Reproduce the following records exactly from the line containing "Annotate the vertical metal" onward, ending with the last line and including it.

[Extracted records]
=====
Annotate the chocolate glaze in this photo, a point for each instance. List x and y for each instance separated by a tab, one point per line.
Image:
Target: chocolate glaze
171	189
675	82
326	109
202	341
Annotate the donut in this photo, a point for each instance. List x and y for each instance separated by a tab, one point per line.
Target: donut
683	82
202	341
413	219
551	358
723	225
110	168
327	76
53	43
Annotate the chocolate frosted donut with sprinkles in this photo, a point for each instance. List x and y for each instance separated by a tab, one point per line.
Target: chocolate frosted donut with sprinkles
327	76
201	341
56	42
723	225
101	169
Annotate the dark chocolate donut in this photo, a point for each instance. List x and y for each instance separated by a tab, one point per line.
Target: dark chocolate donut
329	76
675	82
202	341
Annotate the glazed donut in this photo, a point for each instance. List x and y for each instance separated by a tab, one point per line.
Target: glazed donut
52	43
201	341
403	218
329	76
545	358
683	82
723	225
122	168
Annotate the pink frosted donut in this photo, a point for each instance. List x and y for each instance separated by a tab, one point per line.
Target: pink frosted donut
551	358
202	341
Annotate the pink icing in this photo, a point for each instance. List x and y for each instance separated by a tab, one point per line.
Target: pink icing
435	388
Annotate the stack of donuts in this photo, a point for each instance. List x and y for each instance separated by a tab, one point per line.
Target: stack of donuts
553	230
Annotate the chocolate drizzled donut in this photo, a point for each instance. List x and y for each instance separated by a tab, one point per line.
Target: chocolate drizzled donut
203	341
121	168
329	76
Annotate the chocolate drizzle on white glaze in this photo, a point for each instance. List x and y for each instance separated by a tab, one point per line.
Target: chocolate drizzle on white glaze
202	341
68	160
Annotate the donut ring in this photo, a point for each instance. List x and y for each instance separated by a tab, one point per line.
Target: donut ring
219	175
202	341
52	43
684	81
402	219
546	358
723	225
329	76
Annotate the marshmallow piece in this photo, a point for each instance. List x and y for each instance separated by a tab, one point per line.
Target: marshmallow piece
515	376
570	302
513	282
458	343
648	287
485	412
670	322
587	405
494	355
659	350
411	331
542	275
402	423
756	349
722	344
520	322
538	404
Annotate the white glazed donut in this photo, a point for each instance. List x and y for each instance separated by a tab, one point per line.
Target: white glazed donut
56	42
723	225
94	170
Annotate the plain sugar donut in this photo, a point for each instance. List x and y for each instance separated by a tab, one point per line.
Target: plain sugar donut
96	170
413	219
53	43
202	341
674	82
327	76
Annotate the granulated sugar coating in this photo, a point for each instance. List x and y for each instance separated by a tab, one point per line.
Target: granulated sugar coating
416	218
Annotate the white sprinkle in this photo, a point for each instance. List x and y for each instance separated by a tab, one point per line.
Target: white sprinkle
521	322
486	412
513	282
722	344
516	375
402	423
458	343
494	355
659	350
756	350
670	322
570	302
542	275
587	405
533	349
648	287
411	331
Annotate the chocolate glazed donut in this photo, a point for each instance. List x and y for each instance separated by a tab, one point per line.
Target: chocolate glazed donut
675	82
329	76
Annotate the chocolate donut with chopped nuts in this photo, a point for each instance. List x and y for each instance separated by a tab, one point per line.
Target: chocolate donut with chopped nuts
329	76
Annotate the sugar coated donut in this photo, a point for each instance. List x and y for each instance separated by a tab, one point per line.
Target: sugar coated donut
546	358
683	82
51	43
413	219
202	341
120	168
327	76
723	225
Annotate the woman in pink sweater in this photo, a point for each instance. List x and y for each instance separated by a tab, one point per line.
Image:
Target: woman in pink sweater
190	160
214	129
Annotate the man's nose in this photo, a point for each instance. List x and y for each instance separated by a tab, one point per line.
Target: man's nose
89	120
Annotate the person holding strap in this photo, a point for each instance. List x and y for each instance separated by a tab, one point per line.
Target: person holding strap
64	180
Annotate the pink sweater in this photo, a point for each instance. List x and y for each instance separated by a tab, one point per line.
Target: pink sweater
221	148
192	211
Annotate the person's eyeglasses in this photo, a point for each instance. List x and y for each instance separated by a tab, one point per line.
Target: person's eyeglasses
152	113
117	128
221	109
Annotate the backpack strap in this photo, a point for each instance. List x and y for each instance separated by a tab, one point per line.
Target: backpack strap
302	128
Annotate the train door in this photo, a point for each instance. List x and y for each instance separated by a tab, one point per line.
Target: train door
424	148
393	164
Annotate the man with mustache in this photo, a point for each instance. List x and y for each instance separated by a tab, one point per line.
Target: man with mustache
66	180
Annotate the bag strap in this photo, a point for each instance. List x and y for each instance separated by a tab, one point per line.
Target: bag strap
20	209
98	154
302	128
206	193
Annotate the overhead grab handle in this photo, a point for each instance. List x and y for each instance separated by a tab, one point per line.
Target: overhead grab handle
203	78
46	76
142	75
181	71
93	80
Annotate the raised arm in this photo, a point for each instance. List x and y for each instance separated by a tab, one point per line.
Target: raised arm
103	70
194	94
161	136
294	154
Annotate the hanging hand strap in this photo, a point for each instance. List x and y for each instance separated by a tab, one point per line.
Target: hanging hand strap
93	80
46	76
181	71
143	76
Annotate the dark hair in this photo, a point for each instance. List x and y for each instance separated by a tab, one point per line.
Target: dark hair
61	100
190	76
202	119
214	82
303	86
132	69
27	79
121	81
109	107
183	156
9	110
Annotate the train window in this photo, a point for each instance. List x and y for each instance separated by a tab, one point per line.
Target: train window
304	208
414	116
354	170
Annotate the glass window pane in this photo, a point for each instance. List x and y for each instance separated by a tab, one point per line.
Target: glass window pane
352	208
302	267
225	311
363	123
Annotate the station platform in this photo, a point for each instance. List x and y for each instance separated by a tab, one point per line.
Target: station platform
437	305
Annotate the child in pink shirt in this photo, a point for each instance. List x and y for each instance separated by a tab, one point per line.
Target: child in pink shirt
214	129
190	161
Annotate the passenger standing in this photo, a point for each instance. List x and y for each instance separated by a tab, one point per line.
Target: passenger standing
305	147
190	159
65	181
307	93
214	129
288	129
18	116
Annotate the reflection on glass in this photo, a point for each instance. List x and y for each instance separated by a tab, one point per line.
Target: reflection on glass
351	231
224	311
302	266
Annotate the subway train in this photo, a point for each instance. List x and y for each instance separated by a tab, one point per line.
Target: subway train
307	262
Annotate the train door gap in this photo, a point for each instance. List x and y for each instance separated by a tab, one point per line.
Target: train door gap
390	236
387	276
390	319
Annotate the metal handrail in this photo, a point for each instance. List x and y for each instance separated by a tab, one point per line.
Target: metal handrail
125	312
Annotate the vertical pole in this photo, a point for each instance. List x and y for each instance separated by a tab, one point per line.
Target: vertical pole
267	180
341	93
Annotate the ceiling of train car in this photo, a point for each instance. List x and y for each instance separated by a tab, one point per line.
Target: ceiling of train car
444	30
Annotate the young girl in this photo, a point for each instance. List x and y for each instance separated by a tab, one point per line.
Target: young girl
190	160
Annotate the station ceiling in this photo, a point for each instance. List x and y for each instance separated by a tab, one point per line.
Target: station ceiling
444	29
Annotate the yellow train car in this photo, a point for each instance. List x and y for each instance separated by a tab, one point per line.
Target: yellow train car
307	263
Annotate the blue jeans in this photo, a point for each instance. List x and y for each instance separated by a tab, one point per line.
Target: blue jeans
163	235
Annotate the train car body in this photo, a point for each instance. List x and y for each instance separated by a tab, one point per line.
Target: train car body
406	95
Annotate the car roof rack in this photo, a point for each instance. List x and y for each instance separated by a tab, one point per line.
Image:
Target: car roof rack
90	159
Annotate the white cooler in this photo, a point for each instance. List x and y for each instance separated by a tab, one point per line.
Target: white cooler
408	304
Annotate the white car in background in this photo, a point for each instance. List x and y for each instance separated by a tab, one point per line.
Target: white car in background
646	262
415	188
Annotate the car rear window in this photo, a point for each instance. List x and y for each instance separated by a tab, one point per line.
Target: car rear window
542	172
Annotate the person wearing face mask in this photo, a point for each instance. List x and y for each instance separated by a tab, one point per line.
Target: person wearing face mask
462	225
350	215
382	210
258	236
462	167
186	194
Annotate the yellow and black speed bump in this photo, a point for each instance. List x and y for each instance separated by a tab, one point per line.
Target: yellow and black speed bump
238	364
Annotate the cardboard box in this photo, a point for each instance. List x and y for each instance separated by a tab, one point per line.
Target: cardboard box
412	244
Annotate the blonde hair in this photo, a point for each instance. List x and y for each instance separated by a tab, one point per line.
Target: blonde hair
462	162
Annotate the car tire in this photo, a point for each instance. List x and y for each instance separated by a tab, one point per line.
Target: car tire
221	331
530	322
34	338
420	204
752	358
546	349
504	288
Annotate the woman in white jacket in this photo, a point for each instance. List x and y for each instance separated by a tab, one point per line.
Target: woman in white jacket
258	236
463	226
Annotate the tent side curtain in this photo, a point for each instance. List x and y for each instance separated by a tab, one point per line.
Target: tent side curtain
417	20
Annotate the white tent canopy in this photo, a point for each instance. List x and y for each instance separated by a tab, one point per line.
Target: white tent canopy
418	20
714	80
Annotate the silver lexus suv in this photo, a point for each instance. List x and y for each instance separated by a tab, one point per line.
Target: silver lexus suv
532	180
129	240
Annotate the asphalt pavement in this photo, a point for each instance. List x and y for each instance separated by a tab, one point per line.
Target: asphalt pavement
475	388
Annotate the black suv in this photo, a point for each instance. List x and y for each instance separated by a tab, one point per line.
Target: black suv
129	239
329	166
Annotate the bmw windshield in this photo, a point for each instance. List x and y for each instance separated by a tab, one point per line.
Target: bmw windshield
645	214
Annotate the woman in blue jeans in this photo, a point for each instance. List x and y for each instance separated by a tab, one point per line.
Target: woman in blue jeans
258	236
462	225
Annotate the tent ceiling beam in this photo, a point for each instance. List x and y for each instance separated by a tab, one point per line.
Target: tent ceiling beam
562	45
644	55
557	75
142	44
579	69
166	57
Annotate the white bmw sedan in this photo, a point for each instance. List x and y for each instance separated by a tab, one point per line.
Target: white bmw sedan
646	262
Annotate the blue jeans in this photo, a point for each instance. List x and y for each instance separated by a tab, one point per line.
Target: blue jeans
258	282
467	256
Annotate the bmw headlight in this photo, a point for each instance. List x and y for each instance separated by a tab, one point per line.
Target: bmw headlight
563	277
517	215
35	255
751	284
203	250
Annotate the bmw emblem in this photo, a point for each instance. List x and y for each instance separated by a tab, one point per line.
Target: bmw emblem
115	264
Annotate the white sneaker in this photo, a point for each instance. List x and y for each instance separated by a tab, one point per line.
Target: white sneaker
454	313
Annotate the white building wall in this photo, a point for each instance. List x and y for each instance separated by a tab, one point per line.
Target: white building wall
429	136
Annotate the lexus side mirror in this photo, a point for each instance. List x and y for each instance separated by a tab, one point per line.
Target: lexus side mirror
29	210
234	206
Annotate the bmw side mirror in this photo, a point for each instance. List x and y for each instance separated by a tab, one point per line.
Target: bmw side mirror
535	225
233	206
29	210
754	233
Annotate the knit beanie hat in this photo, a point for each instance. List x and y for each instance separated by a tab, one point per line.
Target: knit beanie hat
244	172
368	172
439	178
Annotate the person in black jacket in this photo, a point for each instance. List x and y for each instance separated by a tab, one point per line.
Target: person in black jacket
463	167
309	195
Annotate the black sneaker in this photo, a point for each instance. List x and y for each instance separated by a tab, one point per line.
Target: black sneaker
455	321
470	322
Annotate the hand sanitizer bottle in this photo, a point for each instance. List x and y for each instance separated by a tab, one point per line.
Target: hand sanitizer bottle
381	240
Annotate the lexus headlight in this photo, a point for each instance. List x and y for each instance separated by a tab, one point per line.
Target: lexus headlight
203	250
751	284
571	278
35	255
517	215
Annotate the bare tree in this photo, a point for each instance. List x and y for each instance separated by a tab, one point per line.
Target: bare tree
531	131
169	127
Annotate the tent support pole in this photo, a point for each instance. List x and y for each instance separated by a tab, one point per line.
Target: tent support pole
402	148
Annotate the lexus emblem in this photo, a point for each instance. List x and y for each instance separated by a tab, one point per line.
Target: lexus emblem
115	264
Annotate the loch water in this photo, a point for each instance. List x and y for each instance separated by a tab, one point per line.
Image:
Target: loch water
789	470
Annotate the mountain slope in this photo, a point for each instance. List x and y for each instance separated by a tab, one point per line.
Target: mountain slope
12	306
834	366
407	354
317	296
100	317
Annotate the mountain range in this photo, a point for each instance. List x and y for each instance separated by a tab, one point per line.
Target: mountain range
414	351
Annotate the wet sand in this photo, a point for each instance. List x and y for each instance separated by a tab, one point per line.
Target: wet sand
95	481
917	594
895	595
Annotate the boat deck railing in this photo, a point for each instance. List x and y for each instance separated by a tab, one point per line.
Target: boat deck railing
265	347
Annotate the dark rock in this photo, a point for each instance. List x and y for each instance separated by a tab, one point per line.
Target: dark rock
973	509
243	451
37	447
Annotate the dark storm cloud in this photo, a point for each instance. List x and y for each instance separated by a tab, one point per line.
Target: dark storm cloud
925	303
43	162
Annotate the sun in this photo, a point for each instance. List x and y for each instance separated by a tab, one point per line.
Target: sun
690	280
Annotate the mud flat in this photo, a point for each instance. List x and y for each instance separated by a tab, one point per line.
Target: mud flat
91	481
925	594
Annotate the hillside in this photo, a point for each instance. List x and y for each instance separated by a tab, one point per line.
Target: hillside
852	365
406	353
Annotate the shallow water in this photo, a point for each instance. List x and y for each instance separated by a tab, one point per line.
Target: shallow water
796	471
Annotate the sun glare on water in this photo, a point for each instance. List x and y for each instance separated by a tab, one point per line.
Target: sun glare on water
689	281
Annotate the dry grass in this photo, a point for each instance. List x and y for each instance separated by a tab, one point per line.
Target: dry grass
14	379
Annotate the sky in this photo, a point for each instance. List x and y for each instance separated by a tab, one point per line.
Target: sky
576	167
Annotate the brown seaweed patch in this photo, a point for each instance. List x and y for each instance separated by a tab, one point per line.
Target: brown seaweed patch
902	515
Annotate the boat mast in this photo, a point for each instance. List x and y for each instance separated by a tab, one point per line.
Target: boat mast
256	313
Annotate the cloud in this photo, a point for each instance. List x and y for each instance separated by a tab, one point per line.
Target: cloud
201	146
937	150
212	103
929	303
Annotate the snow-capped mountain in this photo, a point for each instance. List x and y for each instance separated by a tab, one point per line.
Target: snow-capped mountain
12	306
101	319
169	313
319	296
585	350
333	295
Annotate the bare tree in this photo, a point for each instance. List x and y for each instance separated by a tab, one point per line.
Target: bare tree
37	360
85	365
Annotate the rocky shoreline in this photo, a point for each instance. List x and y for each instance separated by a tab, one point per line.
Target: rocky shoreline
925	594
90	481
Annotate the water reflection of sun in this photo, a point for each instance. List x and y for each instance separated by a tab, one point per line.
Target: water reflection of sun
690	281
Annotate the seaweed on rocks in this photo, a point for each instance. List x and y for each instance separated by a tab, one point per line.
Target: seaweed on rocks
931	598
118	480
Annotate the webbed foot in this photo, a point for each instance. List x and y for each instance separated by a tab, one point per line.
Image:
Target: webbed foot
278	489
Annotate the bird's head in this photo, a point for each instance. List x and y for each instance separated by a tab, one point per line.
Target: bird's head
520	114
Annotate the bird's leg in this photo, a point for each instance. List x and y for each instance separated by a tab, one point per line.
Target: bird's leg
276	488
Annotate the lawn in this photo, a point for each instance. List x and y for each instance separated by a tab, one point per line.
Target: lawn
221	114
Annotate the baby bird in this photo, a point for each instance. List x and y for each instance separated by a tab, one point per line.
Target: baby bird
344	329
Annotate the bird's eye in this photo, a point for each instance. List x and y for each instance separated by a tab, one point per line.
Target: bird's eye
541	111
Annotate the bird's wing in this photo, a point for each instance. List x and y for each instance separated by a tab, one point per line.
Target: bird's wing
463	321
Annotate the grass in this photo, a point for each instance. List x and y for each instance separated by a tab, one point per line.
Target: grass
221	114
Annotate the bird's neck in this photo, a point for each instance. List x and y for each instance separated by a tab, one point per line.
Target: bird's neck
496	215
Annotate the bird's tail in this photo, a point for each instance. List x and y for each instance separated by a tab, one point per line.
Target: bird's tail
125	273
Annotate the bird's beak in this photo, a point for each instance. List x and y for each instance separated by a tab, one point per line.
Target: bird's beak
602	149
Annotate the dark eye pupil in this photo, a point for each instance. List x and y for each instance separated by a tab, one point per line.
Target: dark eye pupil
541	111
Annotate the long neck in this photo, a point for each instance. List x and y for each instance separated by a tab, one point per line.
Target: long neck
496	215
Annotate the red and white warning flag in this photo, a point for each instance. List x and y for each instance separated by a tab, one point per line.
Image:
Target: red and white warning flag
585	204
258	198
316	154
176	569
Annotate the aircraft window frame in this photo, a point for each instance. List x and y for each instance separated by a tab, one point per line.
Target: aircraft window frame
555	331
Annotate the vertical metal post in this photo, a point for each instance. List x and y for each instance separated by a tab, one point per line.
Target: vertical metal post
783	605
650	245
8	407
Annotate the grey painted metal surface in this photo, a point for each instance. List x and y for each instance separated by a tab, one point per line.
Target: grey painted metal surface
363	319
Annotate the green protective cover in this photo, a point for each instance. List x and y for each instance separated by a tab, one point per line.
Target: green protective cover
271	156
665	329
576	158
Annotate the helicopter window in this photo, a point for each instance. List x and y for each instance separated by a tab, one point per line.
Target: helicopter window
=====
* Written reply *
Annotate the vertical metal post in this photo, a point for each instance. List x and y for each instance separated by a tab, one point per line.
Target: vertical metal post
783	605
650	245
8	407
Annotate the grey painted metal surface in this photo, a point for each instance. List x and y for each instance separated by a tab, one point per line.
Target: grey painted metal surface
363	319
Annotate the green protective cover in this photo, a point for each instance. List x and y for each instance separated by a tab, one point per line.
Target: green protective cover
271	156
665	329
576	158
Annotate the helicopter window in this photo, a point for each instance. List x and y for each instance separated by a tab, one point per line.
Target: helicopter window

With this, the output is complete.